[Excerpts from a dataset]
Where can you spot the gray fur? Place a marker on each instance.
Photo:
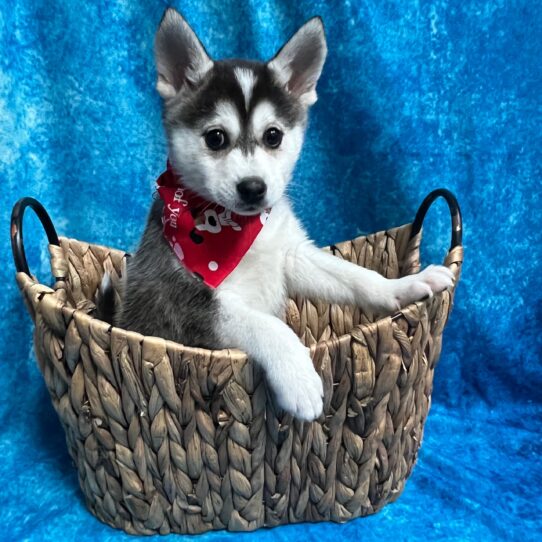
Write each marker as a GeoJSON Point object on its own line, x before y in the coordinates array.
{"type": "Point", "coordinates": [161, 298]}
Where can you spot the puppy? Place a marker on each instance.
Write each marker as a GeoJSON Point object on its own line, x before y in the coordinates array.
{"type": "Point", "coordinates": [235, 130]}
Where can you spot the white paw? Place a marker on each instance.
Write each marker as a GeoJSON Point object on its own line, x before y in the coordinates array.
{"type": "Point", "coordinates": [296, 385]}
{"type": "Point", "coordinates": [430, 281]}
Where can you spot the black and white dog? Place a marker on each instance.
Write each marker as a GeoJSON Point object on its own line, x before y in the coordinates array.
{"type": "Point", "coordinates": [235, 130]}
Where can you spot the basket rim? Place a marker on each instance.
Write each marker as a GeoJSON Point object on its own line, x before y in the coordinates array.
{"type": "Point", "coordinates": [237, 353]}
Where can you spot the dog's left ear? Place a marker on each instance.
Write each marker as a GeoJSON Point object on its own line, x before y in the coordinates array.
{"type": "Point", "coordinates": [299, 62]}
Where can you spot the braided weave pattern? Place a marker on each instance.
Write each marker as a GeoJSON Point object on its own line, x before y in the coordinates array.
{"type": "Point", "coordinates": [168, 438]}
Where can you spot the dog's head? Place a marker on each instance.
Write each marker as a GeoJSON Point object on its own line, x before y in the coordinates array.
{"type": "Point", "coordinates": [234, 127]}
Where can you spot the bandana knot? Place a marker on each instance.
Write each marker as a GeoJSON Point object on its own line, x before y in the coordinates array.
{"type": "Point", "coordinates": [208, 239]}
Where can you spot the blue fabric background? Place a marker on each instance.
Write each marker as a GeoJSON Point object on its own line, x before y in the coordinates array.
{"type": "Point", "coordinates": [414, 95]}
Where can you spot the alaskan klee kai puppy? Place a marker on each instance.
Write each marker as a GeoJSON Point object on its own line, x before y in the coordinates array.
{"type": "Point", "coordinates": [235, 130]}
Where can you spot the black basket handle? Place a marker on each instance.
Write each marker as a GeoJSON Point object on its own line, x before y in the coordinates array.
{"type": "Point", "coordinates": [455, 212]}
{"type": "Point", "coordinates": [17, 243]}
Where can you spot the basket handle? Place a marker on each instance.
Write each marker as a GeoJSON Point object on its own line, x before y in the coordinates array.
{"type": "Point", "coordinates": [17, 242]}
{"type": "Point", "coordinates": [455, 212]}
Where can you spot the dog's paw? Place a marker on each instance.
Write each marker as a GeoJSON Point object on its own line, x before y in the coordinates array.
{"type": "Point", "coordinates": [296, 385]}
{"type": "Point", "coordinates": [394, 294]}
{"type": "Point", "coordinates": [430, 281]}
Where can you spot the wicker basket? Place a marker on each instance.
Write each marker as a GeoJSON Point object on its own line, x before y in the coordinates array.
{"type": "Point", "coordinates": [168, 438]}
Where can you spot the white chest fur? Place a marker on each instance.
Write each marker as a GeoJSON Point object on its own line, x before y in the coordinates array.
{"type": "Point", "coordinates": [259, 279]}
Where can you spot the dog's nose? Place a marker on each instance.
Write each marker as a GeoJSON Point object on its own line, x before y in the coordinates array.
{"type": "Point", "coordinates": [252, 189]}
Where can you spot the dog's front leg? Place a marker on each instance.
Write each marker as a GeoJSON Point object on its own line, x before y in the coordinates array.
{"type": "Point", "coordinates": [313, 273]}
{"type": "Point", "coordinates": [271, 343]}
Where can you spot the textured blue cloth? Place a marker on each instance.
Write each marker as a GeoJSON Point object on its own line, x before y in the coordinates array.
{"type": "Point", "coordinates": [414, 95]}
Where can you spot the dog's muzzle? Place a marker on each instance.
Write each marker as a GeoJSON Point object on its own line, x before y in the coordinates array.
{"type": "Point", "coordinates": [252, 190]}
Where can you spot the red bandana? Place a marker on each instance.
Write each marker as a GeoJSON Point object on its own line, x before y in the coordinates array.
{"type": "Point", "coordinates": [208, 239]}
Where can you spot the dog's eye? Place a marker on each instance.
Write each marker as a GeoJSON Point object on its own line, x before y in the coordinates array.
{"type": "Point", "coordinates": [272, 137]}
{"type": "Point", "coordinates": [216, 139]}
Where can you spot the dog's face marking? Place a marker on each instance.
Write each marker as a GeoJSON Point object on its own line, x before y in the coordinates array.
{"type": "Point", "coordinates": [235, 120]}
{"type": "Point", "coordinates": [247, 79]}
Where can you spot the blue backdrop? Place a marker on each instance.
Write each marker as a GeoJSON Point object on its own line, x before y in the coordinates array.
{"type": "Point", "coordinates": [414, 95]}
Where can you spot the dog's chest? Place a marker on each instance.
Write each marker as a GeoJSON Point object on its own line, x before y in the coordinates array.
{"type": "Point", "coordinates": [259, 279]}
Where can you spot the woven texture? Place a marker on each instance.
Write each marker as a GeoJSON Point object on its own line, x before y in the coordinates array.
{"type": "Point", "coordinates": [168, 438]}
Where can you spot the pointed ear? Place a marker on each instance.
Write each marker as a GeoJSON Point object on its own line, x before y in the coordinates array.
{"type": "Point", "coordinates": [299, 63]}
{"type": "Point", "coordinates": [181, 59]}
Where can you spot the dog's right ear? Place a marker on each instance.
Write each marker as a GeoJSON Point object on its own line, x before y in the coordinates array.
{"type": "Point", "coordinates": [181, 59]}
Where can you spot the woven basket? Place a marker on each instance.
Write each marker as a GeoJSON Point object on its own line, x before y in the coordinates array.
{"type": "Point", "coordinates": [168, 438]}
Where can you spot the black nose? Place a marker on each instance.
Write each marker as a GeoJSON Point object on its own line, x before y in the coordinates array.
{"type": "Point", "coordinates": [252, 189]}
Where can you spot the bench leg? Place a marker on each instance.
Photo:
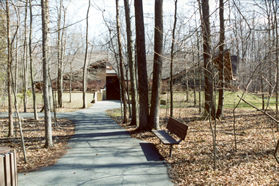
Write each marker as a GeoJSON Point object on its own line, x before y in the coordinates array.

ACTIVITY –
Would you retype the lines above from the one with "Where can you spot the alaskan" down to the one with "Where can you spot the black basket", word for word, both ends included and no other lines?

RESULT OF THE TASK –
Where can you spot the alaskan klee kai puppy? Place a marker on each instance.
Write each marker as a GeoJSON Point object on its own line, x before y in the coordinates array.
{"type": "Point", "coordinates": [235, 130]}
Where can you spot the black basket handle? Place a marker on each instance.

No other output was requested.